Place-based approaches have become a cornerstone for fostering long-lasting, meaningful change, by connecting organizations, cities, and communities across the United States. Through focusing on local needs and opportunities, place-based strategies have proven essential for building community resilience and driving positive, tailored outcomes.

During the final event in the Building Thriving Futures series hosted in partnership with FUSE, leaders dove into actionable strategies to strengthen partnerships across sectors and address critical challenges in supporting small businesses, advancing housing equity, and expanding workforce opportunities. 

Some of the key takeaways from the event appear below:


Insights:

Impact leaders need to support and work closely with local decision makers. City and state leaders are the largest social services providers for communities. As the federal government pulls away funding and infrastructure, it won’t change the community needs and people will look to their local and city governments to do more. The current destruction is huge — some populations like in Kansas have/had a large proportion of federal workforce — and philanthropists and private sector leaders need to help local public sector leaders expand their capacity to navigate the change. 

Learn from existing models that bring disparate people together for local change. For example, JobsFirst and FresnoDRIVE are initiatives funded by public, philanthropic, and private dollars aimed at boosting workforce, education, and inclusivity, and are high-aspiration, long-term plans.  

Diversification of funds is key — understanding who in your community is reliant on federal funding and helping them diversify to de-risk and change keeps occurring. Consider how you can help track the dollars being cut in your region, predict the ripple effects that will impact your grantees and community, and stem the loss. 

Balance listening and surviving, with planning for the future. Many organizations are navigating changing infrastructure, adopting a defensive posture, and doing the important work of helping grantees and community partners survive this turbulence e.g. by providing more unrestricted funding to plug gaps. However, also make time to think about those things that will help you “swing for the fences” and plan for a new future e.g. investing in the capacity and social capital of local talent who can rise into transformational leaders.

+++++

## Problems to work on
**1)** In the text on place-based approaches, which two initiatives are named as examples of existing models that bring disparate people together for local change?
**2)** Retype a passage from the text on place-based approaches word for word, beginning at the words "Impact leaders need" and stopping after the words "high-aspiration, long-term plans.".

+++++

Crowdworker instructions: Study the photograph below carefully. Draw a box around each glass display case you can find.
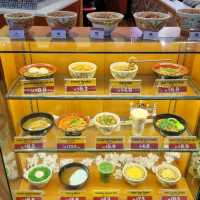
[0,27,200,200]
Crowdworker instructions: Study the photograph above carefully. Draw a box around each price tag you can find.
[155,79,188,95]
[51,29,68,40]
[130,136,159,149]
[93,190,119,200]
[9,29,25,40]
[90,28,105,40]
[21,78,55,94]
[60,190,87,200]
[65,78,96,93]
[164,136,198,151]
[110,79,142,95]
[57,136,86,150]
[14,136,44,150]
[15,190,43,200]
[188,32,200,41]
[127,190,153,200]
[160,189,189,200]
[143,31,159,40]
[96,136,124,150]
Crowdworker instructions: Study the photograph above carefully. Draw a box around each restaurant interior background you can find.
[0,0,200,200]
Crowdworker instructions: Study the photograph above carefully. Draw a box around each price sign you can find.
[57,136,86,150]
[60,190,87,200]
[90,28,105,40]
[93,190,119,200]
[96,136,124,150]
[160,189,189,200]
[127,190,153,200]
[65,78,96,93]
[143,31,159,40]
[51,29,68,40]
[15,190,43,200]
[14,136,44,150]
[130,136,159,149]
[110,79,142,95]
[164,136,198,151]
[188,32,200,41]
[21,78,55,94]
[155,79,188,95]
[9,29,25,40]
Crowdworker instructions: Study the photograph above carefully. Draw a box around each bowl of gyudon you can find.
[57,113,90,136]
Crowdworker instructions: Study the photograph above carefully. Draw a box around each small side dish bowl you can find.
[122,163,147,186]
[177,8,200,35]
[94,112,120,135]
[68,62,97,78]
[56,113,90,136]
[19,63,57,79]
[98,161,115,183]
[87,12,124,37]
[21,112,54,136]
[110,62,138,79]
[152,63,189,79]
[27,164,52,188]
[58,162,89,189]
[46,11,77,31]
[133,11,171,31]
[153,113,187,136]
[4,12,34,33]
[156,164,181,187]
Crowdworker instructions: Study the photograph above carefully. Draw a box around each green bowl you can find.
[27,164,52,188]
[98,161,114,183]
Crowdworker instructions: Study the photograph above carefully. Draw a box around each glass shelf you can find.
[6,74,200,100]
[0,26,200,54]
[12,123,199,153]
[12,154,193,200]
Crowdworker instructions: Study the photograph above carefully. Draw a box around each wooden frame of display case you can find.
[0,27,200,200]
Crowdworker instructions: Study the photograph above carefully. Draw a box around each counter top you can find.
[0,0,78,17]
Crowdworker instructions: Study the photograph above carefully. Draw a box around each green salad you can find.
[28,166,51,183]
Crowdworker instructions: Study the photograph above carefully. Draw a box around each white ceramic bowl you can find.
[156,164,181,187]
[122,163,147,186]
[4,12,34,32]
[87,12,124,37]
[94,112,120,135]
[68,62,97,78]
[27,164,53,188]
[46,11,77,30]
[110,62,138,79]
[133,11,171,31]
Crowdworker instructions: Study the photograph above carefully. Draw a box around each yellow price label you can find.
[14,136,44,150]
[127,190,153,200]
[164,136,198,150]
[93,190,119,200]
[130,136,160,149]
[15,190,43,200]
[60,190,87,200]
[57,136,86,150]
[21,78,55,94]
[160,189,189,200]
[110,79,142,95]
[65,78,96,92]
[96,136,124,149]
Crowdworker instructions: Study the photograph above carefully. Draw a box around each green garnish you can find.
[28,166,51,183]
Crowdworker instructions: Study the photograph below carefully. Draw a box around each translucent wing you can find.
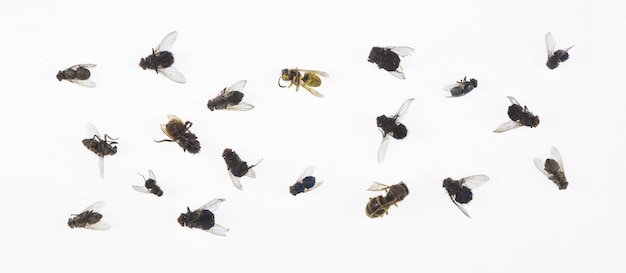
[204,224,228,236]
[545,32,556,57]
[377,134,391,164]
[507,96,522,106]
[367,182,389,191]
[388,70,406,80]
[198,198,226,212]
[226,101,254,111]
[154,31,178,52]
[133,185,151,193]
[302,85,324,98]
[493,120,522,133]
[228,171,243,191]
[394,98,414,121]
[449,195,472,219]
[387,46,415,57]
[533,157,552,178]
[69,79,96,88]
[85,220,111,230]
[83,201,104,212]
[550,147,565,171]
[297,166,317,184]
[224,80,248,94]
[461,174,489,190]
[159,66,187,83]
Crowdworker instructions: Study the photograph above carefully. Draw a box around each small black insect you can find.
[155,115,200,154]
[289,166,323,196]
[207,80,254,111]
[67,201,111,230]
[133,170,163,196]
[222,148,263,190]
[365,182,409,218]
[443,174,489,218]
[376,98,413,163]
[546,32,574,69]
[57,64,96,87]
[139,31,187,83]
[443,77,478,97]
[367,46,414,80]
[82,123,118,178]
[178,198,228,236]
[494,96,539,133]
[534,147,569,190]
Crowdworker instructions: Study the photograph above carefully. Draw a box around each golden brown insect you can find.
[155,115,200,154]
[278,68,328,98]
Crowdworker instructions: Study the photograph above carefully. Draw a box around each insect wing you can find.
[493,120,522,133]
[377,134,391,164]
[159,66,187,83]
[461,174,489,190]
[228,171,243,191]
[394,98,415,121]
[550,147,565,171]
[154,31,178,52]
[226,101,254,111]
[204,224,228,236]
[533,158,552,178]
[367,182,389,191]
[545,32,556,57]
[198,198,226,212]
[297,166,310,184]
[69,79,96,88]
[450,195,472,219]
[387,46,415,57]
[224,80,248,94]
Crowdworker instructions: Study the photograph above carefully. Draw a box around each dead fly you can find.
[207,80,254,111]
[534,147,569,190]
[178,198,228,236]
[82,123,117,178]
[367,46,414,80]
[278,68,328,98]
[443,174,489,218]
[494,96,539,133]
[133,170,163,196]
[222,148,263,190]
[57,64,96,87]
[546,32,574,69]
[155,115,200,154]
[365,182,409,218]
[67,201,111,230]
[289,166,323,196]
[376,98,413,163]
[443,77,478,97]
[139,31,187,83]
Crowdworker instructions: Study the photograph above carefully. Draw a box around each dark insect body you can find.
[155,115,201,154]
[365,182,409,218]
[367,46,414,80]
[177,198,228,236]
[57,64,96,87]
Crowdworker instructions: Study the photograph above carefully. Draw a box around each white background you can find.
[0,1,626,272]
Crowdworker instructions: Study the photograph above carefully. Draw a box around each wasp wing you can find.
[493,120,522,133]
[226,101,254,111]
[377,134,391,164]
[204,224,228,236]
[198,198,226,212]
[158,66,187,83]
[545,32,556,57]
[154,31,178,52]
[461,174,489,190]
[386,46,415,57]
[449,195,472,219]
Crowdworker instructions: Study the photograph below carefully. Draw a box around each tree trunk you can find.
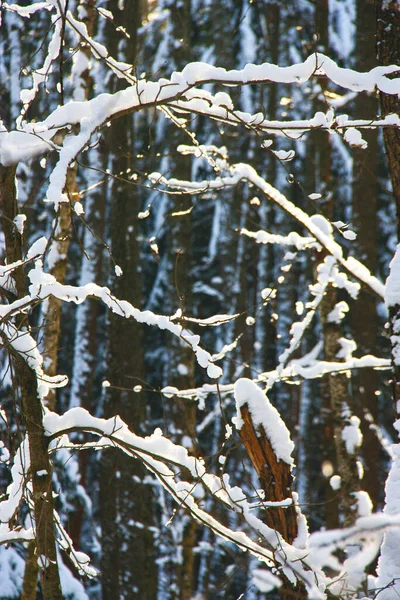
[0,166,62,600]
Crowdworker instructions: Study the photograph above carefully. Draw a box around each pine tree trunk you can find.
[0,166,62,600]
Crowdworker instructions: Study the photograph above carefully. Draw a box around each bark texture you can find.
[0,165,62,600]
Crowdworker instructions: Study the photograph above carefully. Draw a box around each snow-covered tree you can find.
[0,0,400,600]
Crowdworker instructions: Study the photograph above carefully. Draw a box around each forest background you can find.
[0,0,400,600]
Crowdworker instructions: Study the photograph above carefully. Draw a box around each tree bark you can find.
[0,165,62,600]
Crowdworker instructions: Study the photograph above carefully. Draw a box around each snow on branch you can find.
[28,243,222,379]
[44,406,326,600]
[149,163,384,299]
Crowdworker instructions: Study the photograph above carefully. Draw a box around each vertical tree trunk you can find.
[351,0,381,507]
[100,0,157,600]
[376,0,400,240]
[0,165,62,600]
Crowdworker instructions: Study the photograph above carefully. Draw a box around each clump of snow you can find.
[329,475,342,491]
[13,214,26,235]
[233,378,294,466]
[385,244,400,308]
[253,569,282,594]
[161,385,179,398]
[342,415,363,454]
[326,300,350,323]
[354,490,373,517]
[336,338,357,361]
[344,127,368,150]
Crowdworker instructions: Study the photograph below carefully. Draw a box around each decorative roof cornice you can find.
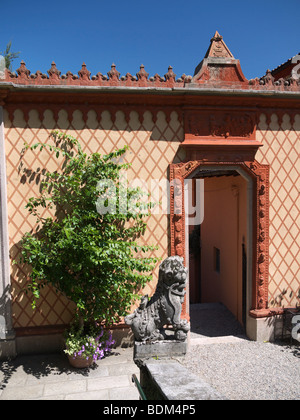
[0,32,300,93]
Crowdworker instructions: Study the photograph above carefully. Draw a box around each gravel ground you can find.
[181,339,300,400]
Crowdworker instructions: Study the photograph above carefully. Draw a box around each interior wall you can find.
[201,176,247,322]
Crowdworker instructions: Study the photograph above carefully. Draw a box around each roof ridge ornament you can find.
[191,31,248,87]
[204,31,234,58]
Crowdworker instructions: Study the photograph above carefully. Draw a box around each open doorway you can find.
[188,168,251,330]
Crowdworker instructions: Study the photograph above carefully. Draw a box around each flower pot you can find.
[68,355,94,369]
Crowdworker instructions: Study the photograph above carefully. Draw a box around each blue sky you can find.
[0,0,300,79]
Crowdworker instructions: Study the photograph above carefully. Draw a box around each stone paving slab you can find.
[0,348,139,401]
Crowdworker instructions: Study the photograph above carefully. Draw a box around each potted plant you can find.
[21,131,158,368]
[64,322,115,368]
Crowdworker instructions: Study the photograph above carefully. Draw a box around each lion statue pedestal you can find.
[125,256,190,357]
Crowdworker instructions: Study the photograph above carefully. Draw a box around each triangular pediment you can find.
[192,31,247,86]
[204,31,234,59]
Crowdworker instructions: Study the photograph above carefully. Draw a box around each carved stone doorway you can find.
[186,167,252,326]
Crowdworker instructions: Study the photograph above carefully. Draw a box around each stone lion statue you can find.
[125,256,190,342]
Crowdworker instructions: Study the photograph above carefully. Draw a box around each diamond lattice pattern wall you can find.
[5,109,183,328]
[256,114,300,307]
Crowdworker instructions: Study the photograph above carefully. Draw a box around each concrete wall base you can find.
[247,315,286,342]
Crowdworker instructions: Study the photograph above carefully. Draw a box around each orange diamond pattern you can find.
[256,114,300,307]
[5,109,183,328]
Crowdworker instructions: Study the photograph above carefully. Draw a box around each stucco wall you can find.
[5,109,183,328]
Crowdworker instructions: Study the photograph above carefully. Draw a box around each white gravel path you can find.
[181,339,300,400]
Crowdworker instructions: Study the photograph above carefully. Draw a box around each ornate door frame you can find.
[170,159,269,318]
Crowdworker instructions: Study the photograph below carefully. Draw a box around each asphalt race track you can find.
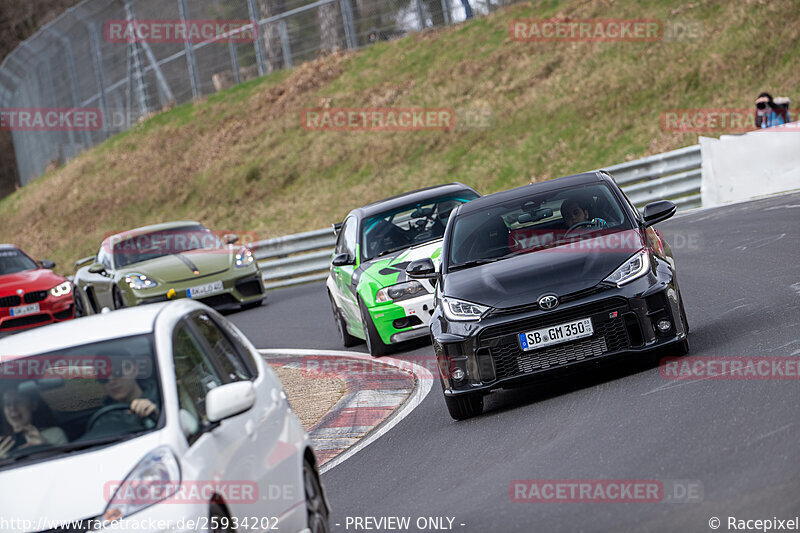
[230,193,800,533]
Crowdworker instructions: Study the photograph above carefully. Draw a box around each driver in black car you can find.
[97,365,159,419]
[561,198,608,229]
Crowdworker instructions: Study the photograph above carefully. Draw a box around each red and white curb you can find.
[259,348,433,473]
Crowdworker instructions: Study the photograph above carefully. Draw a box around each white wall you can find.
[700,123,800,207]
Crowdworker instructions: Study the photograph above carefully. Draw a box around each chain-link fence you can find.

+++++

## Outputs in order
**1)** JobsFirst and FresnoDRIVE.

**2)**
Impact leaders need to support and work closely with local decision makers. City and state leaders are the largest social services providers for communities. As the federal government pulls away funding and infrastructure, it won’t change the community needs and people will look to their local and city governments to do more. The current destruction is huge — some populations like in Kansas have/had a large proportion of federal workforce — and philanthropists and private sector leaders need to help local public sector leaders expand their capacity to navigate the change. 

Learn from existing models that bring disparate people together for local change. For example, JobsFirst and FresnoDRIVE are initiatives funded by public, philanthropic, and private dollars aimed at boosting workforce, education, and inclusivity, and are high-aspiration, long-term plans.